_Given problem_. Pull out each line in the items below that contains the string "window".

_Entries for pointing at labeled objects_.
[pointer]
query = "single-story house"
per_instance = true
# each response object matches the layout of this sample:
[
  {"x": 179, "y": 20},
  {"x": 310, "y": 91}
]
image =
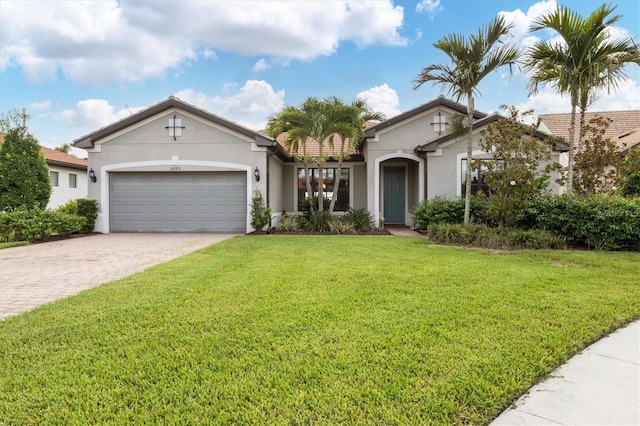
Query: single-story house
[
  {"x": 68, "y": 176},
  {"x": 174, "y": 167}
]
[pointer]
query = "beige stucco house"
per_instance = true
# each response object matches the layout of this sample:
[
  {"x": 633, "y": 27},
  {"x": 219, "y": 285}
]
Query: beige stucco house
[
  {"x": 68, "y": 177},
  {"x": 174, "y": 167}
]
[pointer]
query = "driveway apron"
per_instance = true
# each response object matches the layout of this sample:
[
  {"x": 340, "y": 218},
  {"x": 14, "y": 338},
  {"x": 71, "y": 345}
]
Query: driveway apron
[{"x": 41, "y": 273}]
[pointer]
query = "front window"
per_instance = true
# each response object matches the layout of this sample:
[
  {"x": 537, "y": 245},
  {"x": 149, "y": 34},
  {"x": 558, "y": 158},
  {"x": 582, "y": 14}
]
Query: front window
[
  {"x": 478, "y": 178},
  {"x": 53, "y": 177},
  {"x": 439, "y": 123},
  {"x": 342, "y": 203}
]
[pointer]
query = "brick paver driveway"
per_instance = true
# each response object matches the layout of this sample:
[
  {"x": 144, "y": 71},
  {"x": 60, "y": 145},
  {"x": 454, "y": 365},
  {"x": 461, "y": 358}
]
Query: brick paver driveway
[{"x": 40, "y": 273}]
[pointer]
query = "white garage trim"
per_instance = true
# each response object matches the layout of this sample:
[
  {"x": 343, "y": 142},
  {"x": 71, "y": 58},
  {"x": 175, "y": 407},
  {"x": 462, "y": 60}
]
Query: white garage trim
[{"x": 102, "y": 222}]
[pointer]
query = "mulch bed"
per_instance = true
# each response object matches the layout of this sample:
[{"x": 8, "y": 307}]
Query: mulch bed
[{"x": 373, "y": 231}]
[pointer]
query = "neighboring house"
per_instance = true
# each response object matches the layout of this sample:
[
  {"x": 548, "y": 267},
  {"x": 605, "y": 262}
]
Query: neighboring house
[
  {"x": 68, "y": 175},
  {"x": 174, "y": 167},
  {"x": 624, "y": 129}
]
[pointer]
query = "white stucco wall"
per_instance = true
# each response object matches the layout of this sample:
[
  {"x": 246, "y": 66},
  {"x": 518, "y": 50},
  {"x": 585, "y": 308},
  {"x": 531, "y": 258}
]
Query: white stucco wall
[
  {"x": 148, "y": 146},
  {"x": 62, "y": 193}
]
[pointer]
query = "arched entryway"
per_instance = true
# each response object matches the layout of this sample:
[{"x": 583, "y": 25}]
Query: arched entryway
[{"x": 399, "y": 186}]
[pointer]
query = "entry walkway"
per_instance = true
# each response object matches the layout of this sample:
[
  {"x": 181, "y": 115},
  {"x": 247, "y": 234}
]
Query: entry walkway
[
  {"x": 599, "y": 386},
  {"x": 41, "y": 273}
]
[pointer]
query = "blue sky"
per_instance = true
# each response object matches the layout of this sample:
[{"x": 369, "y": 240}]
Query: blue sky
[{"x": 77, "y": 67}]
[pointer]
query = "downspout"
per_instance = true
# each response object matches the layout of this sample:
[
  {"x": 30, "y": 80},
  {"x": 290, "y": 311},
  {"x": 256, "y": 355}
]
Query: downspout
[
  {"x": 423, "y": 155},
  {"x": 269, "y": 154}
]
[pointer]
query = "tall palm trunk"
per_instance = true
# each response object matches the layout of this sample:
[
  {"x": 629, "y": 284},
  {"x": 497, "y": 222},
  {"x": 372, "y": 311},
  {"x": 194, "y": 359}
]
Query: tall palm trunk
[
  {"x": 572, "y": 139},
  {"x": 337, "y": 177},
  {"x": 467, "y": 178},
  {"x": 307, "y": 176},
  {"x": 320, "y": 188}
]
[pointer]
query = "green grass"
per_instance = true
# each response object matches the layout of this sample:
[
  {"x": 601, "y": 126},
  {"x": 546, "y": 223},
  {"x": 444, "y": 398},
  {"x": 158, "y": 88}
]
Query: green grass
[{"x": 313, "y": 330}]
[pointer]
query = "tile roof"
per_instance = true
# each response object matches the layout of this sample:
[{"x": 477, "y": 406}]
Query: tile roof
[
  {"x": 629, "y": 140},
  {"x": 622, "y": 123},
  {"x": 57, "y": 158}
]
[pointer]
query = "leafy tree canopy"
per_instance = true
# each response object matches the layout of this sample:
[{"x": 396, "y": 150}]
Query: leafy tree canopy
[{"x": 24, "y": 175}]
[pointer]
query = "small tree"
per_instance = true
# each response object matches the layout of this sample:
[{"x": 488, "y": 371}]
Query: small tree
[
  {"x": 24, "y": 175},
  {"x": 597, "y": 165},
  {"x": 518, "y": 168},
  {"x": 260, "y": 213}
]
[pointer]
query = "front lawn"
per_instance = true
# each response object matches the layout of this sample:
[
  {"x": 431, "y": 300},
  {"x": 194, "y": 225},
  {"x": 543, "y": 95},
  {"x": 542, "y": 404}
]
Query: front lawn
[{"x": 313, "y": 330}]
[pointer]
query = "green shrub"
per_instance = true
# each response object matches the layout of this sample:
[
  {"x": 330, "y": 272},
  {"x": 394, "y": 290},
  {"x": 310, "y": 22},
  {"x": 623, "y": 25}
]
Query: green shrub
[
  {"x": 338, "y": 225},
  {"x": 494, "y": 238},
  {"x": 311, "y": 204},
  {"x": 603, "y": 223},
  {"x": 289, "y": 224},
  {"x": 318, "y": 221},
  {"x": 444, "y": 210},
  {"x": 36, "y": 224},
  {"x": 448, "y": 233},
  {"x": 83, "y": 207},
  {"x": 88, "y": 209},
  {"x": 70, "y": 207},
  {"x": 260, "y": 213},
  {"x": 360, "y": 218}
]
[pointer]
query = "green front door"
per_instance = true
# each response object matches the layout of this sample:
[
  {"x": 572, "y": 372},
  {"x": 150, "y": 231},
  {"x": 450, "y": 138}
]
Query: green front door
[{"x": 394, "y": 195}]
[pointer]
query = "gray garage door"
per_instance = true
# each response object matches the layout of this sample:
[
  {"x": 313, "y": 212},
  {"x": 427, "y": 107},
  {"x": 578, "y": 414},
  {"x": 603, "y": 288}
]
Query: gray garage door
[{"x": 178, "y": 202}]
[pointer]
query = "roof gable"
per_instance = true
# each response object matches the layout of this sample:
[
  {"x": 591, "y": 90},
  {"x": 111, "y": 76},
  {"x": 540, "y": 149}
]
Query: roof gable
[
  {"x": 61, "y": 159},
  {"x": 88, "y": 141},
  {"x": 623, "y": 123},
  {"x": 440, "y": 101},
  {"x": 483, "y": 122}
]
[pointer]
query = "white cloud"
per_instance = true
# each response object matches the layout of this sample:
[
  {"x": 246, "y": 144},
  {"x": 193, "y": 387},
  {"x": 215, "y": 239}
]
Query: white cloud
[
  {"x": 101, "y": 42},
  {"x": 209, "y": 54},
  {"x": 381, "y": 99},
  {"x": 40, "y": 106},
  {"x": 250, "y": 107},
  {"x": 521, "y": 22},
  {"x": 261, "y": 65},
  {"x": 428, "y": 6},
  {"x": 91, "y": 113}
]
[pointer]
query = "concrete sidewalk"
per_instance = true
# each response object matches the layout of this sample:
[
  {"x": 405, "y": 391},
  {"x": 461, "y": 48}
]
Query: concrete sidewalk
[
  {"x": 41, "y": 273},
  {"x": 600, "y": 386}
]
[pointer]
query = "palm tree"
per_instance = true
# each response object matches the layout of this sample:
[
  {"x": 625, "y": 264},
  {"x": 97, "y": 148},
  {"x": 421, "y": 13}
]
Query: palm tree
[
  {"x": 296, "y": 124},
  {"x": 350, "y": 120},
  {"x": 473, "y": 59},
  {"x": 315, "y": 121},
  {"x": 587, "y": 60}
]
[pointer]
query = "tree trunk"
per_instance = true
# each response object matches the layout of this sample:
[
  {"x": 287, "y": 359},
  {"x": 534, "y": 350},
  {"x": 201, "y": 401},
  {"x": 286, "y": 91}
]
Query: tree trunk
[
  {"x": 467, "y": 195},
  {"x": 307, "y": 177},
  {"x": 336, "y": 179},
  {"x": 320, "y": 188},
  {"x": 581, "y": 130},
  {"x": 572, "y": 138}
]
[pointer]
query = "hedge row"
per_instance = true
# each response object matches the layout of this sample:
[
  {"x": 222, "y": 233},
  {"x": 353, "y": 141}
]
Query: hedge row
[
  {"x": 603, "y": 223},
  {"x": 36, "y": 224}
]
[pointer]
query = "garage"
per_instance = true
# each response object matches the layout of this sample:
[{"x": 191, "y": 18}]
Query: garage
[{"x": 178, "y": 202}]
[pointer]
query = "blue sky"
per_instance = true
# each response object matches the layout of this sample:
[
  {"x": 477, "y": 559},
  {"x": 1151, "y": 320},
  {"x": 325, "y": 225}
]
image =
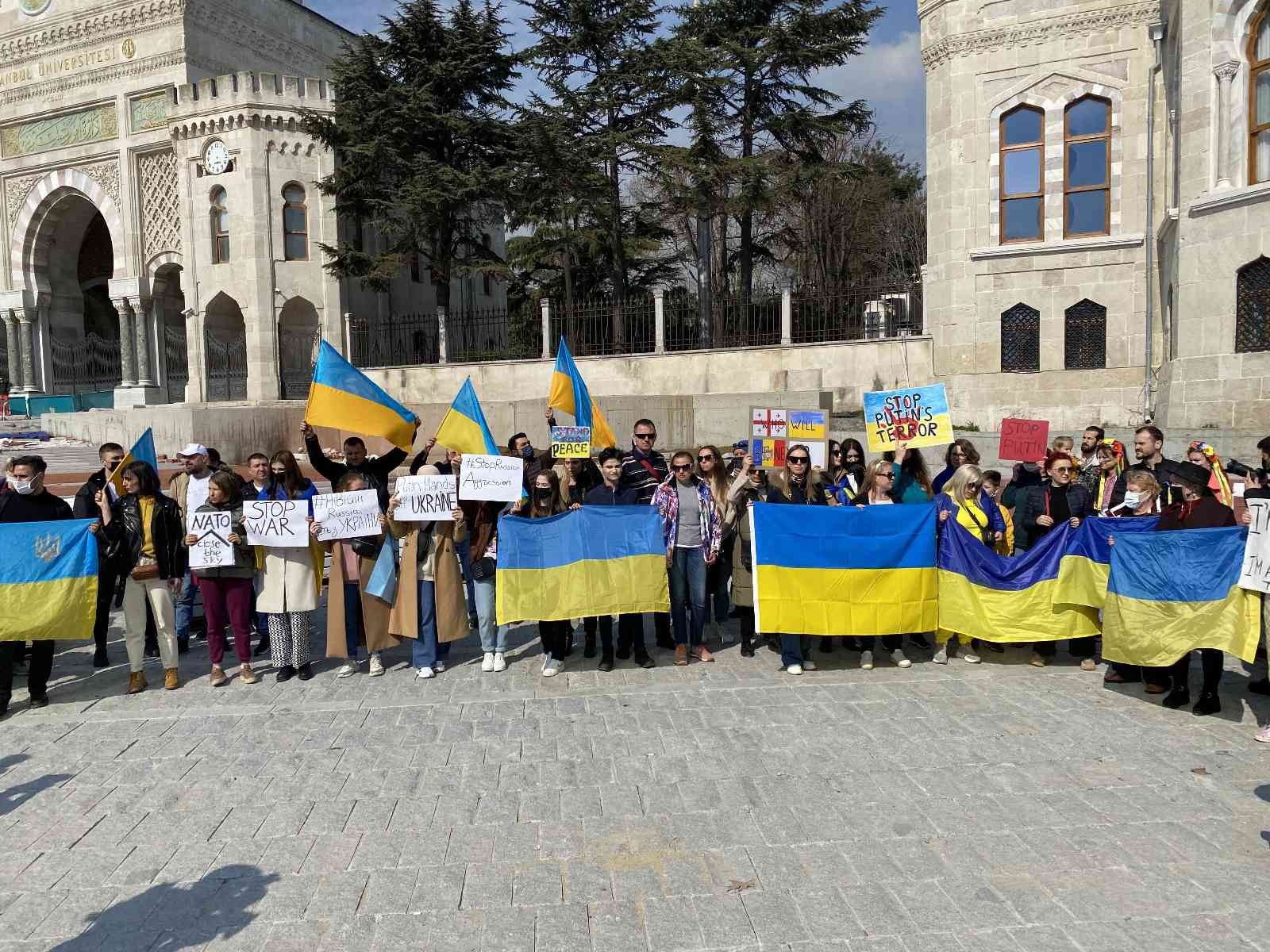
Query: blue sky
[{"x": 888, "y": 74}]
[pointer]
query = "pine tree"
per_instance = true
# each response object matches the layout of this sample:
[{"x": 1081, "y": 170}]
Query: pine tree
[{"x": 423, "y": 143}]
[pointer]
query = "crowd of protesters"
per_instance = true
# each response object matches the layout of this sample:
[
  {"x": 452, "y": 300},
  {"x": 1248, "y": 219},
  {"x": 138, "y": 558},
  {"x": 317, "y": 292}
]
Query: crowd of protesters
[{"x": 704, "y": 501}]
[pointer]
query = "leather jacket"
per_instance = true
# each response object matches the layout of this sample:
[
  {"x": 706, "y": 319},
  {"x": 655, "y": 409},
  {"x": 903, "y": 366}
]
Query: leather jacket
[{"x": 167, "y": 528}]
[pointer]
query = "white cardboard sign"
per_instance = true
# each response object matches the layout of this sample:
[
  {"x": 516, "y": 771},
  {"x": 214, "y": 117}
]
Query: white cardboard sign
[
  {"x": 347, "y": 514},
  {"x": 495, "y": 478}
]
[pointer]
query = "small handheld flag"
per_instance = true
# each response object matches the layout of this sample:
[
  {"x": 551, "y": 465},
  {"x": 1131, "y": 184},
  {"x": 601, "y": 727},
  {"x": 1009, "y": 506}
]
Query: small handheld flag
[
  {"x": 343, "y": 397},
  {"x": 569, "y": 393}
]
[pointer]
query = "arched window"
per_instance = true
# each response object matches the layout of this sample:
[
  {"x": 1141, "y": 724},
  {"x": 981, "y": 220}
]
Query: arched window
[
  {"x": 1253, "y": 308},
  {"x": 1020, "y": 340},
  {"x": 295, "y": 224},
  {"x": 1022, "y": 175},
  {"x": 1085, "y": 336},
  {"x": 1087, "y": 168},
  {"x": 1259, "y": 98},
  {"x": 220, "y": 226}
]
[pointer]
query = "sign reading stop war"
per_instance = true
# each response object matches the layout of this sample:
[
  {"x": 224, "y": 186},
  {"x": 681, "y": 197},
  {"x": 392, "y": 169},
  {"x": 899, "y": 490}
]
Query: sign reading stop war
[
  {"x": 347, "y": 514},
  {"x": 1024, "y": 440},
  {"x": 279, "y": 524},
  {"x": 493, "y": 478}
]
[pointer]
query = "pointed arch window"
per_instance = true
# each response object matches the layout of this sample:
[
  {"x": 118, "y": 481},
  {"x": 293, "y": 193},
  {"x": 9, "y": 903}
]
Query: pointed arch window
[
  {"x": 1022, "y": 175},
  {"x": 220, "y": 221}
]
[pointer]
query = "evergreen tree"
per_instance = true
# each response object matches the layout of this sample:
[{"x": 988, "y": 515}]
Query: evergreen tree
[{"x": 423, "y": 144}]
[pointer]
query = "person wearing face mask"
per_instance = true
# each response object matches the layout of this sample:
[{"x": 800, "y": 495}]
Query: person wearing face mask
[
  {"x": 27, "y": 501},
  {"x": 1043, "y": 508},
  {"x": 107, "y": 571}
]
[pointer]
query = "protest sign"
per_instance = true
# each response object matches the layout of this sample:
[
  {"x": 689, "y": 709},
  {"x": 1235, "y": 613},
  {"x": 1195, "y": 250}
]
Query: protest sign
[
  {"x": 1024, "y": 440},
  {"x": 214, "y": 549},
  {"x": 281, "y": 524},
  {"x": 1255, "y": 574},
  {"x": 425, "y": 498},
  {"x": 571, "y": 442},
  {"x": 918, "y": 416},
  {"x": 493, "y": 478},
  {"x": 347, "y": 514}
]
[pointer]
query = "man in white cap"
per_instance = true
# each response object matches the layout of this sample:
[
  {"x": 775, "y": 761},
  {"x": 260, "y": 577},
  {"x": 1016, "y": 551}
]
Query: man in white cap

_Solution_.
query = "front window"
Query: front window
query = "arched window"
Query: arched window
query = "pointed arch window"
Query: pointed arch window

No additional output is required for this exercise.